### INPUT MATERIAL:

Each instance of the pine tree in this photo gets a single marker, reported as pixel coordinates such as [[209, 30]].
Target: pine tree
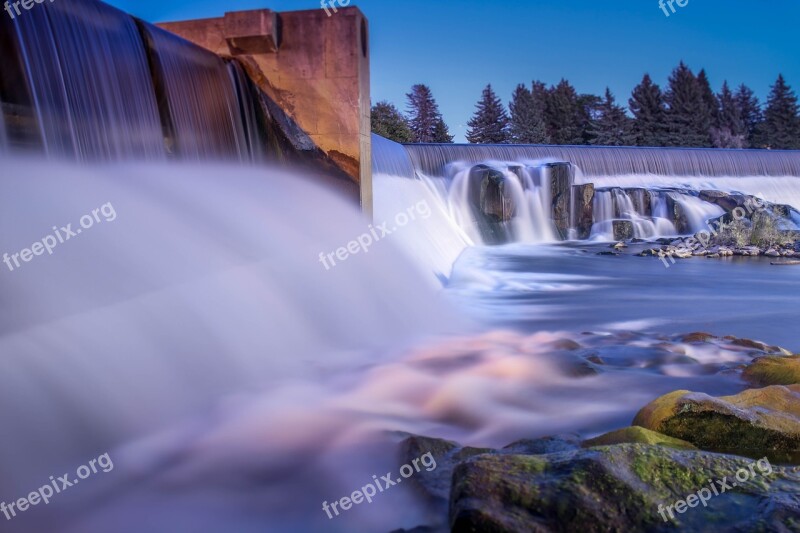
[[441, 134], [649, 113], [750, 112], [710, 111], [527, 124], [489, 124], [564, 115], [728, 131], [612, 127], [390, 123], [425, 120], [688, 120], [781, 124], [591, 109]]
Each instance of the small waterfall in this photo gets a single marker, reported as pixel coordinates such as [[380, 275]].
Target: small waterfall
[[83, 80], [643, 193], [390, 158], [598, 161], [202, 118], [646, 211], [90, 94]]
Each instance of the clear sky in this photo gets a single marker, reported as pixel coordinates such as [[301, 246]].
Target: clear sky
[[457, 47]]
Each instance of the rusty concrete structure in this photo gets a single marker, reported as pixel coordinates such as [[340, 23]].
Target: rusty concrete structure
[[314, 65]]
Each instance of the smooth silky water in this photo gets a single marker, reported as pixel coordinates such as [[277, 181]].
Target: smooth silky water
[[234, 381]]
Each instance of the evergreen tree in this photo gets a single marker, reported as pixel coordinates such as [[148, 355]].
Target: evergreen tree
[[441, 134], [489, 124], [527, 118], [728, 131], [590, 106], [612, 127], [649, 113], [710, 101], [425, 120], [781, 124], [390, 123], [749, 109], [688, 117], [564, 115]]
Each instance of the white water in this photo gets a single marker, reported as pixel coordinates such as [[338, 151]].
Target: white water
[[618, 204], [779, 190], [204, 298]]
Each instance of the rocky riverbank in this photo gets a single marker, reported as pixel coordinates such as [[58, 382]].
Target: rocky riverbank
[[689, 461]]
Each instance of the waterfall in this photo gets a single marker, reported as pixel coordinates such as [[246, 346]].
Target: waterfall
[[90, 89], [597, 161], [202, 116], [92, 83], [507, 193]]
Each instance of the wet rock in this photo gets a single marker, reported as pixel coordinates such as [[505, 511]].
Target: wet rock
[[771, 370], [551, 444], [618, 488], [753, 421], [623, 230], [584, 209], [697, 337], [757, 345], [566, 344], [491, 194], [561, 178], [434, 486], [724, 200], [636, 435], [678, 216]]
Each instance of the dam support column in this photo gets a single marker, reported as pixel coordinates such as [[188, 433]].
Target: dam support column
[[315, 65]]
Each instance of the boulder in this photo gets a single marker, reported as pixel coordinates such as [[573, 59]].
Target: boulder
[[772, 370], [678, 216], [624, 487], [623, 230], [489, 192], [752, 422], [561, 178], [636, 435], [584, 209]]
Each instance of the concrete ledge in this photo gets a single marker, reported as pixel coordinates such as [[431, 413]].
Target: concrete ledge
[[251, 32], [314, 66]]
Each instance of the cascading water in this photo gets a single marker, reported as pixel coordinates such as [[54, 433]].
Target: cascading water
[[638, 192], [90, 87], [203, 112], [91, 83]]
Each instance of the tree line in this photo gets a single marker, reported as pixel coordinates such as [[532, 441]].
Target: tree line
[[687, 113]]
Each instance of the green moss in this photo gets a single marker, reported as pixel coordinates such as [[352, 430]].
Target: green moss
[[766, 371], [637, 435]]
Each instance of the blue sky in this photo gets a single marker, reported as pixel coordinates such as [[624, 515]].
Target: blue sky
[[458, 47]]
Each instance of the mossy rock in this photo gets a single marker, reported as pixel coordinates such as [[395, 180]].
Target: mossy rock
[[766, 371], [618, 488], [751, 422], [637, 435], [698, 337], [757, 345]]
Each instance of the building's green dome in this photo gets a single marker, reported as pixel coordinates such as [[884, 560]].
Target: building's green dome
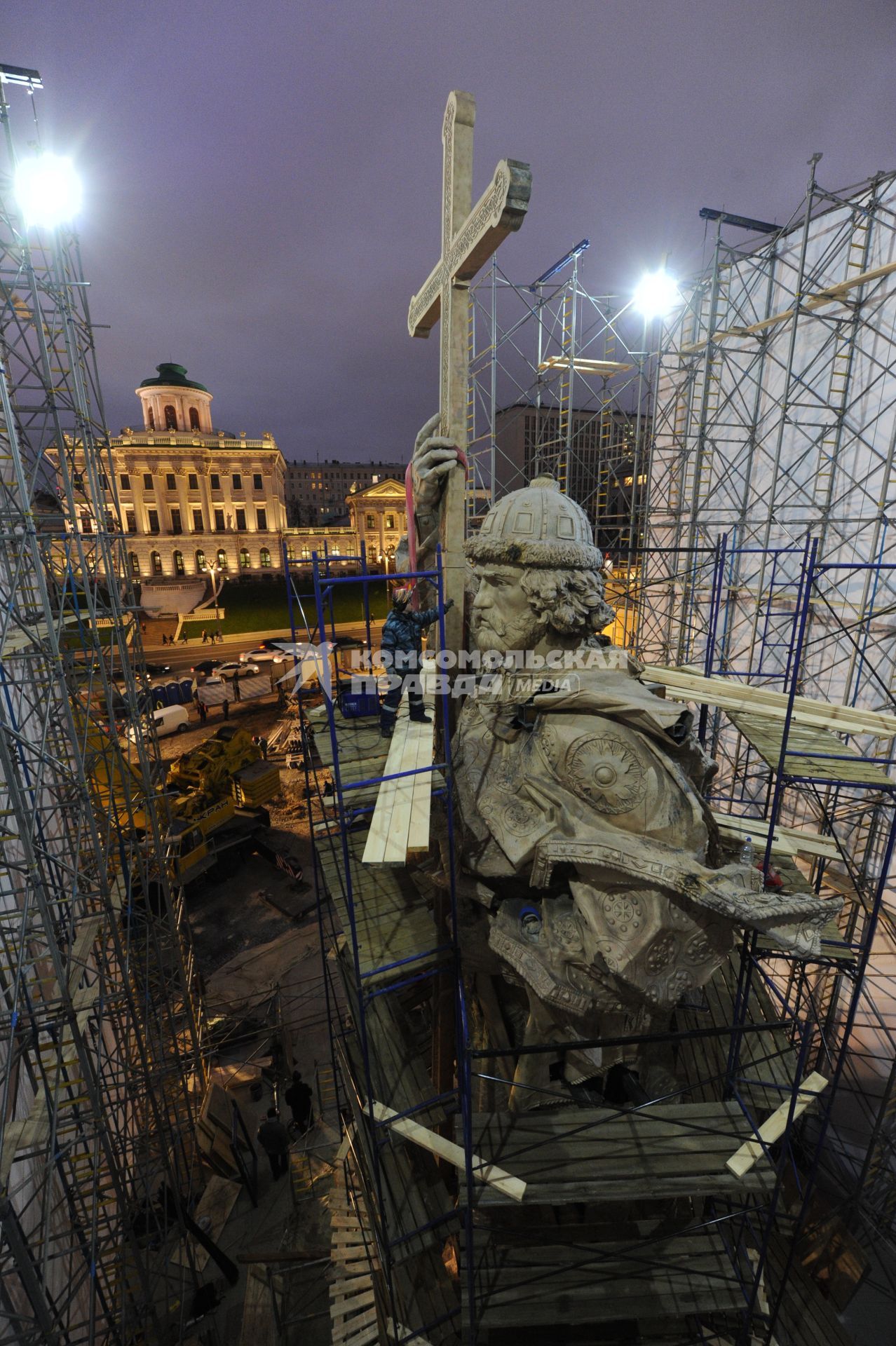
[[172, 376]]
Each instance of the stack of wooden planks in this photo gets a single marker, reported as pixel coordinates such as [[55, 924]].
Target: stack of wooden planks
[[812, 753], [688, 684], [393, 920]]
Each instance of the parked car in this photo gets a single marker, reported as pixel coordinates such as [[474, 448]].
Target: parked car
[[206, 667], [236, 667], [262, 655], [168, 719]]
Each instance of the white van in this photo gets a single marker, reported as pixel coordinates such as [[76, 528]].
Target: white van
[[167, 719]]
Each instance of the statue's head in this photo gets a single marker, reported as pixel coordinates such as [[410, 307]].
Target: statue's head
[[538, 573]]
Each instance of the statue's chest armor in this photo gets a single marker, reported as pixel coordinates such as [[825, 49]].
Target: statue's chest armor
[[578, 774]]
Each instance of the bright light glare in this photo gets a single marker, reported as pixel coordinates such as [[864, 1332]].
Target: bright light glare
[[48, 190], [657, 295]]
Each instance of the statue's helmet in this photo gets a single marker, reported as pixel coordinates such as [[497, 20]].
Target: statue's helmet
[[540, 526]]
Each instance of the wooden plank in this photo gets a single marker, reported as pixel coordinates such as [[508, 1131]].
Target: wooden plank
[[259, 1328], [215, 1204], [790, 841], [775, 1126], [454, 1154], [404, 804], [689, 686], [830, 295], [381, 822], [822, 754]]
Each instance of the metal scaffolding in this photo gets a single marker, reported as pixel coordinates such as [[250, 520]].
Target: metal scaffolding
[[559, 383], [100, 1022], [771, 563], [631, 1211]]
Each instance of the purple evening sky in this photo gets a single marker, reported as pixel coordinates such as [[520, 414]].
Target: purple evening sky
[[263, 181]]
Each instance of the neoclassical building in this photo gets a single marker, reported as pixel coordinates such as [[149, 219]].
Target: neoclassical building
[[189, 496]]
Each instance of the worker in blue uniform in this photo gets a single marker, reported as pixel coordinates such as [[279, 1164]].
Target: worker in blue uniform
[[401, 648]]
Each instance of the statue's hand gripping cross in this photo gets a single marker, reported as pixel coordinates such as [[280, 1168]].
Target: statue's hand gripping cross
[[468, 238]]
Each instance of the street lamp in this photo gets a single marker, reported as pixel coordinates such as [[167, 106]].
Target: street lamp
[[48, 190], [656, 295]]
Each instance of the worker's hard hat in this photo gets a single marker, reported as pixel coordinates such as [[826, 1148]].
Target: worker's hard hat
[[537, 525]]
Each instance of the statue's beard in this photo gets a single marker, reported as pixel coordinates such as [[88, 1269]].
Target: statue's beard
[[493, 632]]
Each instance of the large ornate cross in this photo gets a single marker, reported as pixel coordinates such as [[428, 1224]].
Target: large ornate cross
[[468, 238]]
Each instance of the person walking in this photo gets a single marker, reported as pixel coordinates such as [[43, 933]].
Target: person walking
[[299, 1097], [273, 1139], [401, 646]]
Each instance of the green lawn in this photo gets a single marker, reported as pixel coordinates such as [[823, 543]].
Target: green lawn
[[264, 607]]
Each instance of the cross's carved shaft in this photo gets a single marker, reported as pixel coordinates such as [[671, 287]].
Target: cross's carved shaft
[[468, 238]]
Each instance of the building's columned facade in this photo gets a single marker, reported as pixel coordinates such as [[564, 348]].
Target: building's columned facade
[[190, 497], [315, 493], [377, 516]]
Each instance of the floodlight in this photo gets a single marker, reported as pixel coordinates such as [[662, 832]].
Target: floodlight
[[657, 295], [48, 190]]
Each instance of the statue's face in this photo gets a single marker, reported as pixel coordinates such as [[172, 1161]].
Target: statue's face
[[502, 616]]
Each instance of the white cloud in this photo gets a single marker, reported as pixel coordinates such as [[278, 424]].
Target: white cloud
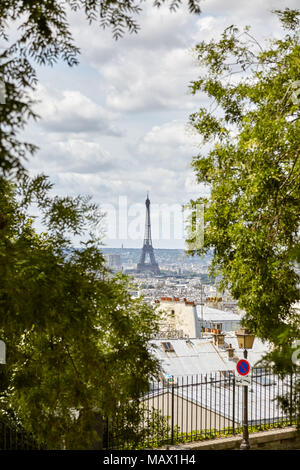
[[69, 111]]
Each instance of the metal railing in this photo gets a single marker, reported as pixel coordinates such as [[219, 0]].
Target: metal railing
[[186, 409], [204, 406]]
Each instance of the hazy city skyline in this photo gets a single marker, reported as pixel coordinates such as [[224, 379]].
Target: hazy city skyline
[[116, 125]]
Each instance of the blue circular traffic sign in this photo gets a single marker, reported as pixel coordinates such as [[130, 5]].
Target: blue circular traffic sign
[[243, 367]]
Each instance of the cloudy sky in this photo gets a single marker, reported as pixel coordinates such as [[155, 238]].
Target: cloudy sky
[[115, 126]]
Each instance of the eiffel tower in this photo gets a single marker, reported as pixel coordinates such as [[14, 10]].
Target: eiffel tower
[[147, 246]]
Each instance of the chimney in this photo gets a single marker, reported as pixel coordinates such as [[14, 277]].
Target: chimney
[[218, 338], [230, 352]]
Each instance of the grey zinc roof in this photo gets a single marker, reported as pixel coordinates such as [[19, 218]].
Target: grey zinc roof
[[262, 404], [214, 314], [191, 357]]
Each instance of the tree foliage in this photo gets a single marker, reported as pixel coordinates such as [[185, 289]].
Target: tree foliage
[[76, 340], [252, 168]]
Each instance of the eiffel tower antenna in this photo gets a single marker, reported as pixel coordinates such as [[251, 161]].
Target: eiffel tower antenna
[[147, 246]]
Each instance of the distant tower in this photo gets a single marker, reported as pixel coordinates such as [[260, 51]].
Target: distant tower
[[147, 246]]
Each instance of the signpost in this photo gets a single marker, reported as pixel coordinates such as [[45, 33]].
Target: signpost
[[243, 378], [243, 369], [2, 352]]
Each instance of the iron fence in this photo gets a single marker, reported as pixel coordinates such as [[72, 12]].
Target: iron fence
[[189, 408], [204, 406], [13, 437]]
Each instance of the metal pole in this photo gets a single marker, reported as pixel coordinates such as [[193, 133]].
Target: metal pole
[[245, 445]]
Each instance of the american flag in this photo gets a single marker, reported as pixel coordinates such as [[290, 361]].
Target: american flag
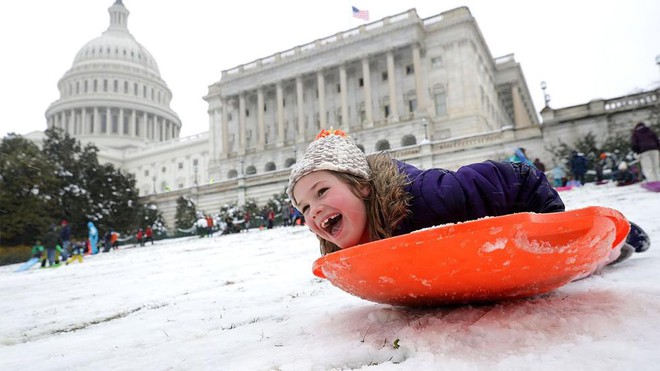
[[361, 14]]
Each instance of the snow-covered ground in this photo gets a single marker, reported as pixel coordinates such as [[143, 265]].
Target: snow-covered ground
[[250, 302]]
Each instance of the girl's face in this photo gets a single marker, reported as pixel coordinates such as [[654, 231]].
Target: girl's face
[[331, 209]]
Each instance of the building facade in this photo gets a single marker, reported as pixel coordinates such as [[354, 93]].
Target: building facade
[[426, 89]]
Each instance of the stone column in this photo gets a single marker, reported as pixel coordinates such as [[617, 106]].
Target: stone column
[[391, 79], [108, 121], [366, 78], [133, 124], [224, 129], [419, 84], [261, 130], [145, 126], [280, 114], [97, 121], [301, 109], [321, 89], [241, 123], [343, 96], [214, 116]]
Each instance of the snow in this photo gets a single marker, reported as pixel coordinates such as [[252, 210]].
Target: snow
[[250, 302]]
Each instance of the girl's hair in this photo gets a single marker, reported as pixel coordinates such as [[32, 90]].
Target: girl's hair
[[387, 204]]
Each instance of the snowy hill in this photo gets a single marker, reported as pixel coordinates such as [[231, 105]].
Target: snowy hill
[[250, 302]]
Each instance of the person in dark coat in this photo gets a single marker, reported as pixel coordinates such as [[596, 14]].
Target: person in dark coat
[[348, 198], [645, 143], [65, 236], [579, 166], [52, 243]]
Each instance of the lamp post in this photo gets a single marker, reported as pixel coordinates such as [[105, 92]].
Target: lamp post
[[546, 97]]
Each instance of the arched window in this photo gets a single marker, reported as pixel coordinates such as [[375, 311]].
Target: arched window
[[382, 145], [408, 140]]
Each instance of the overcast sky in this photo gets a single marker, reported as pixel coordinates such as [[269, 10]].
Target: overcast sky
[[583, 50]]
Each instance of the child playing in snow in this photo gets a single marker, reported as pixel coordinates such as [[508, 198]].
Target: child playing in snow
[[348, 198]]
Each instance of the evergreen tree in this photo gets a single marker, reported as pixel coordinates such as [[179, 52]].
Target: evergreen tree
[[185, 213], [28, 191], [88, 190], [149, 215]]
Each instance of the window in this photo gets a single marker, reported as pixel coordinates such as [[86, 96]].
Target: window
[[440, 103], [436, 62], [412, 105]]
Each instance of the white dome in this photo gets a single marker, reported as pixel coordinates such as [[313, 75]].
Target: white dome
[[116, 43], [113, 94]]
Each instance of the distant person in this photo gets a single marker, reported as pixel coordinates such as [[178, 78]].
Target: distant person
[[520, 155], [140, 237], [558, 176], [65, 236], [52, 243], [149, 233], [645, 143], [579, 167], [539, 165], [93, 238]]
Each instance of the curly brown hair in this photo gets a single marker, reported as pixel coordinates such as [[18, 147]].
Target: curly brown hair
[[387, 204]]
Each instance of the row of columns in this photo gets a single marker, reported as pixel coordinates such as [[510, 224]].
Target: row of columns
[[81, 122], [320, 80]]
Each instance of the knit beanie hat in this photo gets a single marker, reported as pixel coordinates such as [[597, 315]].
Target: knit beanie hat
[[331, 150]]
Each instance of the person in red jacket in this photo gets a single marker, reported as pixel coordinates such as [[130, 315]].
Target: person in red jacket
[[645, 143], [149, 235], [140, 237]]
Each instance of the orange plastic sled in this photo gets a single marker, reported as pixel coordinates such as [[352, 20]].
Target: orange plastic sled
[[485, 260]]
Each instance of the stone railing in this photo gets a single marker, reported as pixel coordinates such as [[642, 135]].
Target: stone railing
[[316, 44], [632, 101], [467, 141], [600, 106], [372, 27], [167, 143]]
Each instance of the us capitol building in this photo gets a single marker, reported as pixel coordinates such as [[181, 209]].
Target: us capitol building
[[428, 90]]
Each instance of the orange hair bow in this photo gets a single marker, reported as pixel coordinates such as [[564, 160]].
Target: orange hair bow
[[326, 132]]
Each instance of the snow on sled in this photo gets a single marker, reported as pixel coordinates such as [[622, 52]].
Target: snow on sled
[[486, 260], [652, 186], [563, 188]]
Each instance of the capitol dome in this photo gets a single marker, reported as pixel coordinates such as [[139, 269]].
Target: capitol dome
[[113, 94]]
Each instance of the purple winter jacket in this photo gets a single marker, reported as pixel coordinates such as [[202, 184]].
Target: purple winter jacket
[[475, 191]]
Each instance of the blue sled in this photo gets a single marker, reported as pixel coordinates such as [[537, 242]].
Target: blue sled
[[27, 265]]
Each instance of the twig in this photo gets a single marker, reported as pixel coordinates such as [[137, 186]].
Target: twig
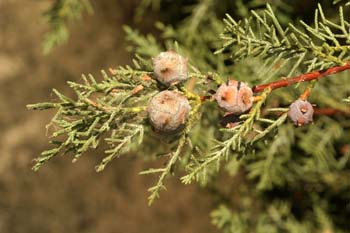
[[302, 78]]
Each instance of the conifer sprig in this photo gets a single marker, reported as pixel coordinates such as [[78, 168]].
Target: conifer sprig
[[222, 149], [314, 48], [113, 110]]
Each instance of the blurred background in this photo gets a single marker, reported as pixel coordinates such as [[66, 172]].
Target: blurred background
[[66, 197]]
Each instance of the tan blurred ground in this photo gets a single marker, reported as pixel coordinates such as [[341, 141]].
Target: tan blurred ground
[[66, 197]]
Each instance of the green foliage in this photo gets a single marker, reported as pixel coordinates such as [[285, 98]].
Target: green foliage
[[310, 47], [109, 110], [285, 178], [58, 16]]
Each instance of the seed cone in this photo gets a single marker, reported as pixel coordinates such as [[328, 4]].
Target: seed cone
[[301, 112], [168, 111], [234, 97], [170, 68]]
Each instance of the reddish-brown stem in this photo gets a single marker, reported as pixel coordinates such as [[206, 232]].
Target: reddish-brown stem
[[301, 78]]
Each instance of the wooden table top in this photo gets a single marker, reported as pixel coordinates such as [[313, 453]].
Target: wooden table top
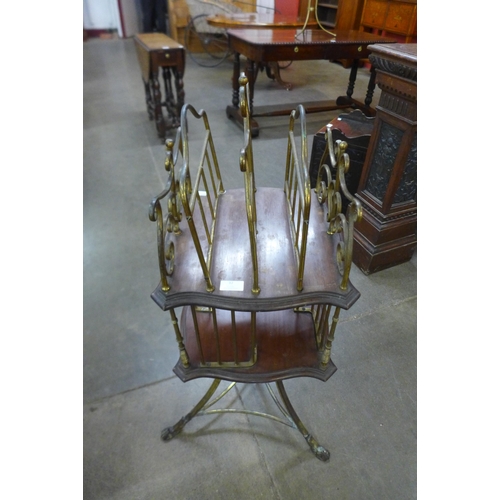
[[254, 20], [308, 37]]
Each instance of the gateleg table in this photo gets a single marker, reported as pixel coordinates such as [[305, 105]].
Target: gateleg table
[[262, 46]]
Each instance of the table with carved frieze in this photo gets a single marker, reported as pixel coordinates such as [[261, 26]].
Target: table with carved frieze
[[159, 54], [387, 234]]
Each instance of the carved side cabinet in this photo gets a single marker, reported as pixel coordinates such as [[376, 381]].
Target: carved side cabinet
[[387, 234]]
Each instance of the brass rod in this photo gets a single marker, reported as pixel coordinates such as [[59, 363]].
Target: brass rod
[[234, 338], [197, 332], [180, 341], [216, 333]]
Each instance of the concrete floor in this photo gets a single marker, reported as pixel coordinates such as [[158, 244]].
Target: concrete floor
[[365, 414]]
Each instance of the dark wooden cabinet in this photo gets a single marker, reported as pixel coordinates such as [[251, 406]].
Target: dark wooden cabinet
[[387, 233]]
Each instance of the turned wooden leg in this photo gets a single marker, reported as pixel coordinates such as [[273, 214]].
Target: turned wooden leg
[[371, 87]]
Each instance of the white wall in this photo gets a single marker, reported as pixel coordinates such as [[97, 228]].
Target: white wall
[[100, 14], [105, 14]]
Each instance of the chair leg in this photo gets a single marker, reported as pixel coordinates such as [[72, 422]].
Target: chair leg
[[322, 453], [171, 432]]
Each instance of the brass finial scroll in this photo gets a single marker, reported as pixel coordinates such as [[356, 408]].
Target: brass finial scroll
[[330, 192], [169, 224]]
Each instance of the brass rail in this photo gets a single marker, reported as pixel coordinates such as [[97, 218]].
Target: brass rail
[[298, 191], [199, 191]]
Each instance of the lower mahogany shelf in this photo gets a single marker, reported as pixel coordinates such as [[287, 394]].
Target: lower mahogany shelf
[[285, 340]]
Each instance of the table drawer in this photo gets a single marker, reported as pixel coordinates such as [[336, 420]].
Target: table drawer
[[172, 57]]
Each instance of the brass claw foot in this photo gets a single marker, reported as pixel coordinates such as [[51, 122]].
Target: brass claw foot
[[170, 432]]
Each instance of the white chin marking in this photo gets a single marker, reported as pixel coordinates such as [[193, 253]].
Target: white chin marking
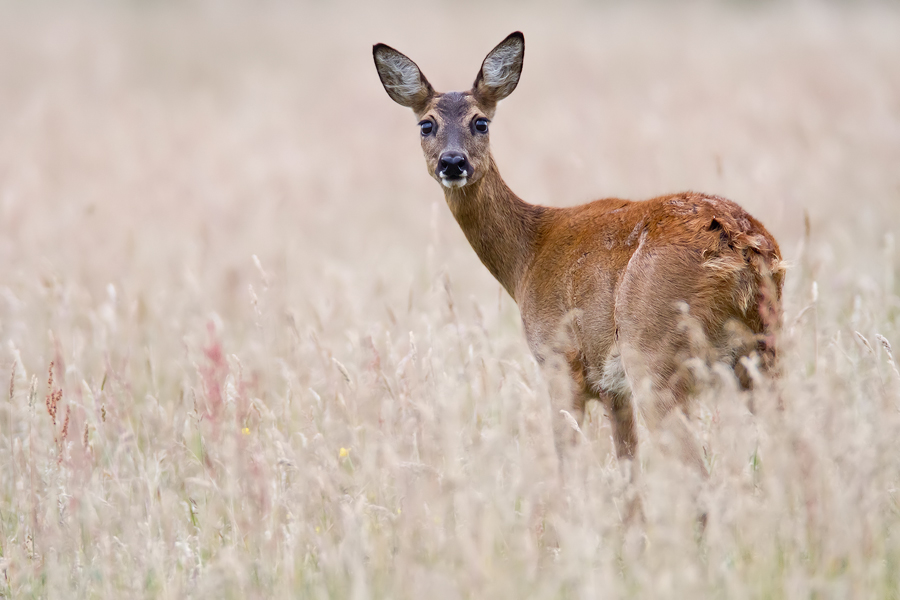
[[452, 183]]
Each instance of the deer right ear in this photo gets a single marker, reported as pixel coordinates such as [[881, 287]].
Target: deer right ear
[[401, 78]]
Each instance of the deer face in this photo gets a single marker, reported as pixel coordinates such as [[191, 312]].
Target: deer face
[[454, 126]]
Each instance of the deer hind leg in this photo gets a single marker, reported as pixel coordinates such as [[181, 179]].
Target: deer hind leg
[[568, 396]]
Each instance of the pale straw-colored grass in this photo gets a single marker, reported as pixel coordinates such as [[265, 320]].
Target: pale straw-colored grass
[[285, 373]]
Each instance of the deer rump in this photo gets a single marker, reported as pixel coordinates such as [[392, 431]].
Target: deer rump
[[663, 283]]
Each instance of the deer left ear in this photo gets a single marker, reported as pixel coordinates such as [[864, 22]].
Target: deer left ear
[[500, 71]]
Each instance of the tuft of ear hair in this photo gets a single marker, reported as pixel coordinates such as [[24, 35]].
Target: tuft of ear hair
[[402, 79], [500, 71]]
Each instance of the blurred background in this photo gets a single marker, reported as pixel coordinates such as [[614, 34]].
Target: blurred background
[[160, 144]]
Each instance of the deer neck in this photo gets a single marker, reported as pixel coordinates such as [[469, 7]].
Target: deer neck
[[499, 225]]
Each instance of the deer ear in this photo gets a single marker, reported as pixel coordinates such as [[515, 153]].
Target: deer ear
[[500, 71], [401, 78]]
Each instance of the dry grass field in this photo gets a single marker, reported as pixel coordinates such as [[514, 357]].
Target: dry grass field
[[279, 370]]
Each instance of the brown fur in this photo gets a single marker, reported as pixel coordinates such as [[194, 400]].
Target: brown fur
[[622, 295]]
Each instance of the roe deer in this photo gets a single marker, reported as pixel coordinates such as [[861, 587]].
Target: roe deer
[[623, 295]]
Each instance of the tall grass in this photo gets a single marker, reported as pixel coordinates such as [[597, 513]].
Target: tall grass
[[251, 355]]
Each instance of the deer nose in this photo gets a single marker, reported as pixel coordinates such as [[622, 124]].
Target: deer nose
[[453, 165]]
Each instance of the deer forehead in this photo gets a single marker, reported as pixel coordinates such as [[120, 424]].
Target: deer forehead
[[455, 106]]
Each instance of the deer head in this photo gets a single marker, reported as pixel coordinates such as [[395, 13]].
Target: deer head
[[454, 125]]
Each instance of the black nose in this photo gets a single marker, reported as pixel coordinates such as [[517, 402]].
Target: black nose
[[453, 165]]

### REQUIRED WORK:
Carry over every row from the line containing "Each instance of the roe" through the end of the rows, including the requests, and add 18 to each point coordinate in the answers.

### COMPLETE OUTPUT:
Each instance of the roe deer in this photo gets a single marker, reported as pixel coordinates such as [[861, 587]].
Target: roe deer
[[641, 313]]
Each instance of the tall grass in this photo gets a single marker, reported as pixel coordinates such as [[597, 513]].
Target: tall grass
[[269, 373]]
Each instance of the deer nose in this photo gets a single marker, reported as pixel coordinates such as [[622, 124]].
Target: deer nose
[[471, 183]]
Each instance of the deer forehead in this photo gets a single marker, reported as pixel coordinates such as [[120, 424]].
Target: deer forehead
[[473, 124]]
Each instance of the deer head in this photo gets a single marker, reported as pixel coordinates such as [[395, 13]].
Target: deer head
[[472, 143]]
Each instance of the black nose in this photo gets a single marker, reported as pixel coordinates such as [[517, 402]].
Target: black nose
[[471, 183]]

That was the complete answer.